> _DO THIS_
Gather every line from the items below that contains the word "smiling" and copy each one in full. Case counts.
^^^^^^^^^^^^^^^^
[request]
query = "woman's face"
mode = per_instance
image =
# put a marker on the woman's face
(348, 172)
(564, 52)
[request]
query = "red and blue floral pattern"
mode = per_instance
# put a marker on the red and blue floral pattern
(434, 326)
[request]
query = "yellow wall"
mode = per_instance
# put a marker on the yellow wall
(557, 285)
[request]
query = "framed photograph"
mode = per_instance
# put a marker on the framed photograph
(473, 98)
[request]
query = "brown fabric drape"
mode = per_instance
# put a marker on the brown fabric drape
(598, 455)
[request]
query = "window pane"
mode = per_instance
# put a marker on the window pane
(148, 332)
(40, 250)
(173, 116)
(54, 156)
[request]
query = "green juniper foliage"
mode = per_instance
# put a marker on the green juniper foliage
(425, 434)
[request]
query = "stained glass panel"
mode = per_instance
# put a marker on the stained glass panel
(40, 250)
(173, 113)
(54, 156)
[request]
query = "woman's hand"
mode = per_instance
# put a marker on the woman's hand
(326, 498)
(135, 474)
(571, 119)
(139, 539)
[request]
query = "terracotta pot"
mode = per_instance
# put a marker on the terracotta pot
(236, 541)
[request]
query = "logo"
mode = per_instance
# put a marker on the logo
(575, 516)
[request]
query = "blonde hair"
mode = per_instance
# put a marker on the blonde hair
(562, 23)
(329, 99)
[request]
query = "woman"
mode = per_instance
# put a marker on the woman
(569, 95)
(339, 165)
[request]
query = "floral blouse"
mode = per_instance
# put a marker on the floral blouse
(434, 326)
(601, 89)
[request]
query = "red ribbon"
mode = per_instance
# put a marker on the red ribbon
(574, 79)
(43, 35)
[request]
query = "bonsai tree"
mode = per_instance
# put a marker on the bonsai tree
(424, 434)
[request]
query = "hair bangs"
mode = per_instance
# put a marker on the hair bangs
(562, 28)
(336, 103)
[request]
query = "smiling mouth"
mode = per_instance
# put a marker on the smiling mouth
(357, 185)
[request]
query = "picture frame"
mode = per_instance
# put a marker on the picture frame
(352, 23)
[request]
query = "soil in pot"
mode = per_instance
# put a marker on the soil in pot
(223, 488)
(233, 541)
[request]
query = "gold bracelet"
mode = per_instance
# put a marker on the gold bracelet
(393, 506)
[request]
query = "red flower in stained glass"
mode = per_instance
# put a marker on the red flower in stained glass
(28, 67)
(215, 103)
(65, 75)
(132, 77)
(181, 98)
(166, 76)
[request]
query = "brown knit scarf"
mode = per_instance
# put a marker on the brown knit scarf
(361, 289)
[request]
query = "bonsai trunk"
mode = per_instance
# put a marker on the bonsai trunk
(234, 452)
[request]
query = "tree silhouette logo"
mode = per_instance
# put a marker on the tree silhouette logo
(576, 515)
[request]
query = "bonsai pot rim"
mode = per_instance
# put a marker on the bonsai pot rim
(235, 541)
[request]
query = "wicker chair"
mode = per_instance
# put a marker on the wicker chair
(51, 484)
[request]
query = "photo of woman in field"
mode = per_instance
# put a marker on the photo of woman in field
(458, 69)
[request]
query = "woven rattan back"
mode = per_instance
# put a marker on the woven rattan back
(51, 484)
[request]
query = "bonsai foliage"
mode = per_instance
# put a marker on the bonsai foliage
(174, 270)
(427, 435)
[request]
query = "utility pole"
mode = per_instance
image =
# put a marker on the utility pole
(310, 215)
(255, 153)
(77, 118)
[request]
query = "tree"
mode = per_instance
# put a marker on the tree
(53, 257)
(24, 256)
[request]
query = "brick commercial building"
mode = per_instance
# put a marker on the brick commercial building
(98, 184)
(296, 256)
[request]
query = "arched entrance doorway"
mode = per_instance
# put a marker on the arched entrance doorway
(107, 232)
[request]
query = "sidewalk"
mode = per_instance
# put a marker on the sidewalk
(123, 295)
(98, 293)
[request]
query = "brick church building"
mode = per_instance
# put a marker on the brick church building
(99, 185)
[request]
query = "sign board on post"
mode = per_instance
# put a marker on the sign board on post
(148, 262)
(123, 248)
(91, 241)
^^^^^^^^^^^^^^^^
> _WRITTEN ANSWER_
query = "smiling mouth"
# put a marker on the smiling mouth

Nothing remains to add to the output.